__Things to do__
1. For the notes on preparing restaurant model data, decide whether each statement agrees with them. Answer yes or no for each, quoting the deciding words exactly.
(a) The cleaned dataset has 39,824 rows and 158 columns.
(b) Each restaurant's revenue was updated by multiplying checkins by its star rating.
(c) A review counts as positive when its star rating is below the user's average rating.
2. In the records, take the lines from the one containing "Where can you spot the dark" through the end of the records. Rewrite them with "dark grey top" swapped for "charcoal top" and everything else unchanged.

__Document__
Considering the majority of the reviews are positive, there doesn't seem to be much difference between open and closed reviews. However, open review wordcloud tends to have more obvious positive adjectives compared to closed businesses' reviews.

## 4. Prepare and create model data to be used for statistical analysis and machine learning
- Updated Business dataframe by adding sentiment analysis score, user_review_type and updating revenue accumulated from tips and reviews dataframe.
- Got total star rating count (star_1.0, star_2.0, etc.) per restaurant
- Added two new columns pos_reviews and neg_reviews - which shows total positive and negative review counts for each restaurant based on comparing review's star rating and user's average rating. When star rating is higher than user's star rating, it is considered good review and vice versa.
- Used checkins' total count to update each restaurant's revenue by multiplying checkins with restaurant's price range.
- Define positive and negative reviews based on user average rating
    - Every user rates differently and star ratings can be subjective; therefore, to minimize subjectivity, I am defining whether the review is positive or negative relative to user's average rating. For example, if user rated one restaurant with 2.5 but has the given average rating of 2.1 stars, I am defining as positive since its above the average.
- Got total star rating count (star_1.0, star_2.0, etc.) per restaurant
- Removed name, business_id, stars, and state columns from business dataframe
- Utilized MinMaxScaler to normalize value between 0-1 to all columns to improve convergence speed during machine learning.

### Cleaned (test) dataset
The cleaned dataset is used for statistical analysis and machine learning. It contains 39,824 rows with 158 columns. All columns have float64 data-type ranging from 0 to 1.

#### 'test' dataframe
The test dataframe is sparsely defined since the majority of columns are restaurants' attributes and cuisines such as 'tableservice', 'drivethru', 'french', 'korean', 'casual', and etc. It also contains other added columns such as restaurants' lifespan, sentiment analysis scores, star rating count, adjusted_star (count) etc. to help predict whether a restaurant is prone to failure or not.

__Entries provided__
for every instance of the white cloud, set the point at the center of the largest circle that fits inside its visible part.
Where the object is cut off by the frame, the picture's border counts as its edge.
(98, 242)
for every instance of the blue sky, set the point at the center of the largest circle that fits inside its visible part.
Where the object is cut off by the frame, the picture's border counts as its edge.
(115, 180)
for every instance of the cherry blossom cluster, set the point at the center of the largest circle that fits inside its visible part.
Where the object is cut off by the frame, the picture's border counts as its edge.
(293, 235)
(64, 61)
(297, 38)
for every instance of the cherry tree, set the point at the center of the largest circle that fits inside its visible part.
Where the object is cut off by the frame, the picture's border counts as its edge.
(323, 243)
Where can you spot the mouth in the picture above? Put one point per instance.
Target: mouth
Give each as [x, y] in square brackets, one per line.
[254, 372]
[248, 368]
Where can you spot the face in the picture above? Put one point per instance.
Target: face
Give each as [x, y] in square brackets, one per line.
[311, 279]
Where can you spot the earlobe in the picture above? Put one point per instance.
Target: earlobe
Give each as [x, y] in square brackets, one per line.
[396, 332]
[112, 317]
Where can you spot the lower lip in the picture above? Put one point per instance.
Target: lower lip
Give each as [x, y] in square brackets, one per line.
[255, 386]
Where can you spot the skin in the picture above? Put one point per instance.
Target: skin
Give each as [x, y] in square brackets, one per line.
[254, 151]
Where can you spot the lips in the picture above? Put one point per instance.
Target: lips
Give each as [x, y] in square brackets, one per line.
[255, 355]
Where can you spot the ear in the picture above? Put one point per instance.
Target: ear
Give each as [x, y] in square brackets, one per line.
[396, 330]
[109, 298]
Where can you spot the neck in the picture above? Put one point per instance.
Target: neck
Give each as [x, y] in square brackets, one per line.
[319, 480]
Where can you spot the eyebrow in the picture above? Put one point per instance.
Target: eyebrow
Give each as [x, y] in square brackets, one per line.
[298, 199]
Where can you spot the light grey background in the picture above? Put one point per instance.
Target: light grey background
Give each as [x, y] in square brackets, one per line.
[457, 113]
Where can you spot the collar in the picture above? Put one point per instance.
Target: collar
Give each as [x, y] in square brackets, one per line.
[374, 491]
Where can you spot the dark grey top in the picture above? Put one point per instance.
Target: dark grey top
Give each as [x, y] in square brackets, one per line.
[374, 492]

__List of solutions__
1.
(a) Yes: "It contains 39,824 rows with 158 columns."
(b) No: "multiplying checkins with restaurant's price range."
(c) No: "When star rating is higher than user's star rating, it is considered good review and vice versa."

2.
Where can you spot the charcoal top in the picture above? Put one point per instance.
Target: charcoal top
Give each as [x, y] in square brackets, one per line.
[374, 492]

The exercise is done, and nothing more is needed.